From the line containing "window with grille" to the very last line of the data below, transcribe everything exactly and nothing more.
===== SOURCE MATERIAL =====
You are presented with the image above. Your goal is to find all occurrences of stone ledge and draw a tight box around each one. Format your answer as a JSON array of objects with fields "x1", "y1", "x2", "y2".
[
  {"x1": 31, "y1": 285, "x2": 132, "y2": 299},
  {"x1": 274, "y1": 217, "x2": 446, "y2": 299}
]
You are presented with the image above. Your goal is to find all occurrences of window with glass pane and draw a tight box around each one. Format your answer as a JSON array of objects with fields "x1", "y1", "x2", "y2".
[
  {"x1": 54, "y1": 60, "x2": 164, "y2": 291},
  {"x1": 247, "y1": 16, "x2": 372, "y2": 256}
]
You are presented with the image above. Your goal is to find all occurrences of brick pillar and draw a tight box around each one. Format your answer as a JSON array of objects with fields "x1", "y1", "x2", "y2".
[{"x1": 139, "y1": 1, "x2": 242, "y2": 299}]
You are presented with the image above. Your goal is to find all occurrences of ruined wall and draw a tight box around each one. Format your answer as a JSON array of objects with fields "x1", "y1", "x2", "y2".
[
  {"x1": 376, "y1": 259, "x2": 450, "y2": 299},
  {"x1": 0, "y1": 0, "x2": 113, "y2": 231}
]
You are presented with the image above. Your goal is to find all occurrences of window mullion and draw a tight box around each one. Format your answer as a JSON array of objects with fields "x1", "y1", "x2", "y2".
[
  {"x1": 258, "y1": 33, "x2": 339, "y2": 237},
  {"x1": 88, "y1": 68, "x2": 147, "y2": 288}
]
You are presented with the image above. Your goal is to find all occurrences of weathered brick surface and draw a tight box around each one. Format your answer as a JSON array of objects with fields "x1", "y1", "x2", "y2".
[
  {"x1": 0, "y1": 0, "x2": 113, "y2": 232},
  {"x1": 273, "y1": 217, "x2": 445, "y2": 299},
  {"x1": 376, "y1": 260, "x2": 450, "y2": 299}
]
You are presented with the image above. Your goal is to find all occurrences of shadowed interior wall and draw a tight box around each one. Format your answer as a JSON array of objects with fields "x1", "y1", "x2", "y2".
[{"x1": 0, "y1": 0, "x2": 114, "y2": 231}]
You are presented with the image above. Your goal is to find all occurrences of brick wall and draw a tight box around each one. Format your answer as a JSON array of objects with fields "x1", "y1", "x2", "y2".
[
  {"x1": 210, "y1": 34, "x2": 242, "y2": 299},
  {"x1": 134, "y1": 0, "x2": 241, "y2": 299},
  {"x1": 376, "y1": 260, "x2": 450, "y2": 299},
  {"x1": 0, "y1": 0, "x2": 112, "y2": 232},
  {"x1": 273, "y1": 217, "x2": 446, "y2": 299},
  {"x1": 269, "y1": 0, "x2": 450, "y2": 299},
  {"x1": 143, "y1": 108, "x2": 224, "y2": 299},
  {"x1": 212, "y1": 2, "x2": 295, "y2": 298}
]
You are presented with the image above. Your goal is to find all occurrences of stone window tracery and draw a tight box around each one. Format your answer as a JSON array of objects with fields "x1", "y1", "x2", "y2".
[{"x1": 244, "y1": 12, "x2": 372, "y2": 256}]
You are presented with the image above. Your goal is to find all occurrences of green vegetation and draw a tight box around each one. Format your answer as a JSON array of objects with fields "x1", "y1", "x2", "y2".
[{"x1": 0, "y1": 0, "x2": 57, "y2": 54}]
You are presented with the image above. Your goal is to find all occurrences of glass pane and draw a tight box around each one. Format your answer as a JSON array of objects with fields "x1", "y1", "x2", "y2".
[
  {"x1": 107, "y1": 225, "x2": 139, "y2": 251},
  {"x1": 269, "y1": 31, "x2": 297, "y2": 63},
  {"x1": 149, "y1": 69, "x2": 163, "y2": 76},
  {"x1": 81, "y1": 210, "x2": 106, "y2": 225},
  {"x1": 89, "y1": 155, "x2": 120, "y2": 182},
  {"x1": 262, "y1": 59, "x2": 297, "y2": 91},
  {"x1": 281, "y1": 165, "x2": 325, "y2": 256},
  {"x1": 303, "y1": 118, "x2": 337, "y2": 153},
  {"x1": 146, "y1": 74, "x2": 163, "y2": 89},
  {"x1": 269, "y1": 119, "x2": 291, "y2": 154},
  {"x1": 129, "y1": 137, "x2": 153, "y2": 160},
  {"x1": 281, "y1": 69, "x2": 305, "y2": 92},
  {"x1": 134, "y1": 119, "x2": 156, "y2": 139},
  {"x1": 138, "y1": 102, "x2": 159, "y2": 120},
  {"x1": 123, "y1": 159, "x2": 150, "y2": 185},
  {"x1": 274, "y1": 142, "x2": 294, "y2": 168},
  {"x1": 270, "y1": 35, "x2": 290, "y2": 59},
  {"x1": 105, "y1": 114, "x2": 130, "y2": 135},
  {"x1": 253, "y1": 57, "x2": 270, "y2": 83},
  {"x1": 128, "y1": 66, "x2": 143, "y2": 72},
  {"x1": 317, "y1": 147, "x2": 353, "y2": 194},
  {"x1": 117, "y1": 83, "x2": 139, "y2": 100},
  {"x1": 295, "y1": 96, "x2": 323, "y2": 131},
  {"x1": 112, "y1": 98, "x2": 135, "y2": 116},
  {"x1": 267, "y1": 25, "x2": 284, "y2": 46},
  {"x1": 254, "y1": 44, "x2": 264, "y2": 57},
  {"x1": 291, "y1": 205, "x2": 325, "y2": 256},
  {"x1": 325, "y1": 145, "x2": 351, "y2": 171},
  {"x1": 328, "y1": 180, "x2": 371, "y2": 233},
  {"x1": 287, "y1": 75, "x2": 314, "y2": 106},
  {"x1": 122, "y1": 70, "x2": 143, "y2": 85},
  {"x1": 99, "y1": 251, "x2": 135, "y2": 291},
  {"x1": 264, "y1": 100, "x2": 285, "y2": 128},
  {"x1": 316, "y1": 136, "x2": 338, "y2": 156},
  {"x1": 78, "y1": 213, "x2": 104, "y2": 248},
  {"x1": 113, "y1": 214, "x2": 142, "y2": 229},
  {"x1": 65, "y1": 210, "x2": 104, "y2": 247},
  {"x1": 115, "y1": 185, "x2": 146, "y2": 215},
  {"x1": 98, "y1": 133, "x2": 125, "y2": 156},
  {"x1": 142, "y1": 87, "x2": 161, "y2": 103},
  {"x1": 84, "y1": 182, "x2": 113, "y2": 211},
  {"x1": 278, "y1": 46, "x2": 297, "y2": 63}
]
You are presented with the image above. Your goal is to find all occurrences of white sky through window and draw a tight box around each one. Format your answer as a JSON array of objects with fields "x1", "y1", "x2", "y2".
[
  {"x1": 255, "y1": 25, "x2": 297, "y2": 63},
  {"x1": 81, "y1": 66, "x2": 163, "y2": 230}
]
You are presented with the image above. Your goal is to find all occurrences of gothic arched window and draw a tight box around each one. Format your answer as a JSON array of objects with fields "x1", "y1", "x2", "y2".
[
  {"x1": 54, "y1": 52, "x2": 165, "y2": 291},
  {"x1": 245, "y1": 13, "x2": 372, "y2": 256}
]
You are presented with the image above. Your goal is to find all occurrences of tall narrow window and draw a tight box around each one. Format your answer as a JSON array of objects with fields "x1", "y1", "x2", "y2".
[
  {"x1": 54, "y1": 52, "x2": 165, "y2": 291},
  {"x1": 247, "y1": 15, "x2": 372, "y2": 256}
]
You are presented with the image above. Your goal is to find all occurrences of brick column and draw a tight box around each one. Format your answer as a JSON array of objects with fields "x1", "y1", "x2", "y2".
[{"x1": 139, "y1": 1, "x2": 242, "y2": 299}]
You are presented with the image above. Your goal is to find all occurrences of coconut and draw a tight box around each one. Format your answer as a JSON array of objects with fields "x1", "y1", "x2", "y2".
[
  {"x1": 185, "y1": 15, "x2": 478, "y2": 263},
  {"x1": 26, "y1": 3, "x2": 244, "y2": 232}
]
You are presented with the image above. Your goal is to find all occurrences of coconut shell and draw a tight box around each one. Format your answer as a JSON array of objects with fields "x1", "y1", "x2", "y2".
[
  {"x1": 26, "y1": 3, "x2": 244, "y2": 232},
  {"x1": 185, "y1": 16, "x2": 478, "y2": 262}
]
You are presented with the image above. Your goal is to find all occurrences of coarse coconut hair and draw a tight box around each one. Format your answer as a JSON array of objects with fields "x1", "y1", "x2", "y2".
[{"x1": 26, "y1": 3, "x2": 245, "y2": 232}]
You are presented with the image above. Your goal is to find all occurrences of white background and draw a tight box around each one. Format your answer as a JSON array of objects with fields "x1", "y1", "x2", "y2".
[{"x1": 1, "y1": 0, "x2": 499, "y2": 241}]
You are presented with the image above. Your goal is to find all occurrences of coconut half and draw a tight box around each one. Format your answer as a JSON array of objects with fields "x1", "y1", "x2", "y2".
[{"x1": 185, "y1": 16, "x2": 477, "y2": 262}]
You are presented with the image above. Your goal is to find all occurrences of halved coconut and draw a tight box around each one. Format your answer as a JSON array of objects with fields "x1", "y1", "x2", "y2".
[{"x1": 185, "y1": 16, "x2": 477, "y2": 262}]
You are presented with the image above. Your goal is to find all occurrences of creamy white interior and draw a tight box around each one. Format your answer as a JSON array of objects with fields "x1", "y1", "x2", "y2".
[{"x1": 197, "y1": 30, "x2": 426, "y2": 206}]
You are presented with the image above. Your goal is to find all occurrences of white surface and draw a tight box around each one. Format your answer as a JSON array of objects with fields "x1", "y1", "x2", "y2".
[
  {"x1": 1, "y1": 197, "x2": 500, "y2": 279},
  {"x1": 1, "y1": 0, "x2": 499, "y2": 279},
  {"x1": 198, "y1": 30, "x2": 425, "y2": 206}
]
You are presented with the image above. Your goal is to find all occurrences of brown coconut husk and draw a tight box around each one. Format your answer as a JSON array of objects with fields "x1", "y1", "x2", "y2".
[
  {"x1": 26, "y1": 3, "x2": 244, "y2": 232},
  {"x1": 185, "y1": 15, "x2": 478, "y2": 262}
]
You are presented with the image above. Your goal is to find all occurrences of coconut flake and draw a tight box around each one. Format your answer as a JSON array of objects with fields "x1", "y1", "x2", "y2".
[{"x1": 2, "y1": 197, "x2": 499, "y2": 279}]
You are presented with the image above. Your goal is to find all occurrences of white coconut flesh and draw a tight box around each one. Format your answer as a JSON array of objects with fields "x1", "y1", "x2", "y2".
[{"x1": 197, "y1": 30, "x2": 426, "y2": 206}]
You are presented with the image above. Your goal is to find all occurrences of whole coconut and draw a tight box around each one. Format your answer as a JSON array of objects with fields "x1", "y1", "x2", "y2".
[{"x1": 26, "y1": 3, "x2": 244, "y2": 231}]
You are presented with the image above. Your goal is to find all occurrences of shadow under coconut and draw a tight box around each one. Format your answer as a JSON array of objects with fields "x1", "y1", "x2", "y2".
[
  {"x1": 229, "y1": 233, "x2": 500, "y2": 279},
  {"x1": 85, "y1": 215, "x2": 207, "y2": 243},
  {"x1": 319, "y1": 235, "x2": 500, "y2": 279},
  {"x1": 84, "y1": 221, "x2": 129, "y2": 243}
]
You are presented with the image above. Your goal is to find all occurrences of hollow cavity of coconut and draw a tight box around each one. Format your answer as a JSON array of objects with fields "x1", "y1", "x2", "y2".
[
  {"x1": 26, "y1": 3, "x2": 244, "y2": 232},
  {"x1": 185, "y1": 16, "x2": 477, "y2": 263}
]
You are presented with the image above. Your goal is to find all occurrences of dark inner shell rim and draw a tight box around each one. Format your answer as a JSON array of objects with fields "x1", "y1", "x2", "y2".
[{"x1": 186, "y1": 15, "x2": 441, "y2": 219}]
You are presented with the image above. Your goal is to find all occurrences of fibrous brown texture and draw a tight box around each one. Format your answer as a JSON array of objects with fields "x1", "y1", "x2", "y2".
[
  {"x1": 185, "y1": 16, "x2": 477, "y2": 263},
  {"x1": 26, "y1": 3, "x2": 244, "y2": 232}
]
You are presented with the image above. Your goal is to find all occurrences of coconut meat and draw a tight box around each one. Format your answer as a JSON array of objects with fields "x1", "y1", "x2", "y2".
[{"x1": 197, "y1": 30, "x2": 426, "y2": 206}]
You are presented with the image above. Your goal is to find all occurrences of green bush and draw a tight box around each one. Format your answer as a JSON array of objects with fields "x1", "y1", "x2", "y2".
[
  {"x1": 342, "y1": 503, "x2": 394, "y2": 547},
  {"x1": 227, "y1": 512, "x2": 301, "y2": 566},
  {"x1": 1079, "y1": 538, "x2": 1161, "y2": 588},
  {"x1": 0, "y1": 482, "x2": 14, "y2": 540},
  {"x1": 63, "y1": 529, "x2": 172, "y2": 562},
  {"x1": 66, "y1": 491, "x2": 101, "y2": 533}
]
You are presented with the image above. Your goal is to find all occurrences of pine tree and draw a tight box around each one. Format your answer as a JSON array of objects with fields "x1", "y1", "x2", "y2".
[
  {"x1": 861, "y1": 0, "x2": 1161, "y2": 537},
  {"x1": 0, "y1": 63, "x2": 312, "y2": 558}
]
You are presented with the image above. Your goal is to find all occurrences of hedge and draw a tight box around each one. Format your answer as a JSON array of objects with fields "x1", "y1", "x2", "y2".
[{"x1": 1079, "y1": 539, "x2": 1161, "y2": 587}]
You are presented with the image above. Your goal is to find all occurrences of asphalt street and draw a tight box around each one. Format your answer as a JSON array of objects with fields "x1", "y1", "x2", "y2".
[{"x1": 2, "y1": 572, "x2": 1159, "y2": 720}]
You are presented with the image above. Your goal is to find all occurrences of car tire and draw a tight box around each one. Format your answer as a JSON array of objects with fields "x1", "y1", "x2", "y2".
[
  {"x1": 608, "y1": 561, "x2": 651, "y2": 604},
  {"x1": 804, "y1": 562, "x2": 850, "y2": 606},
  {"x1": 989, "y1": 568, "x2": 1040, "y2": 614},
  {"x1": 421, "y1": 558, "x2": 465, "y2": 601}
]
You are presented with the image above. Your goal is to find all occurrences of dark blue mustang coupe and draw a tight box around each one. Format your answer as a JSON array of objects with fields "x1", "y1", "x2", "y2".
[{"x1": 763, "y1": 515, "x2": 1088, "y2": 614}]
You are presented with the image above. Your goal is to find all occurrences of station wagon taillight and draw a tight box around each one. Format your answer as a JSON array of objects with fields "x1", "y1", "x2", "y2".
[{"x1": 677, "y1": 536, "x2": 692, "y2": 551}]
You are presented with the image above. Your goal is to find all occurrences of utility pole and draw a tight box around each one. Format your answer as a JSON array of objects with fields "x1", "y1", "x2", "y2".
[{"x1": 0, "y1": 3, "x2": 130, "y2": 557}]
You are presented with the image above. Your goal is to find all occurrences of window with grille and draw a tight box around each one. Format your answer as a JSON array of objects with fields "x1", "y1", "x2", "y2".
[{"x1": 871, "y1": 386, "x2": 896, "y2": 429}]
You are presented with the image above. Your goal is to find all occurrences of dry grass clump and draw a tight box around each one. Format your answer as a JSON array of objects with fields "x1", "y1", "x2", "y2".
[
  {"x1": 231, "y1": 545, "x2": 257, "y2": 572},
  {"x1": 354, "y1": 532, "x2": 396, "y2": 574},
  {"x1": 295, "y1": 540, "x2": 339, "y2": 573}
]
=====
▶ PROBLEM SOLUTION:
You are presented with the image above. Your goal is to find all occurrences of window with grille and draw a tight box around each one. Format your answer as a JSON array of objects with fields "x1", "y1", "x2", "y2".
[{"x1": 871, "y1": 386, "x2": 896, "y2": 429}]
You are presented with the image above. Your goal is to find all occurrences of dry grass clump and draw a tight box around each one. Format your answer as a JSON array of objects with fields "x1", "y1", "x2", "y2".
[
  {"x1": 231, "y1": 545, "x2": 257, "y2": 572},
  {"x1": 354, "y1": 532, "x2": 396, "y2": 574},
  {"x1": 295, "y1": 540, "x2": 339, "y2": 573}
]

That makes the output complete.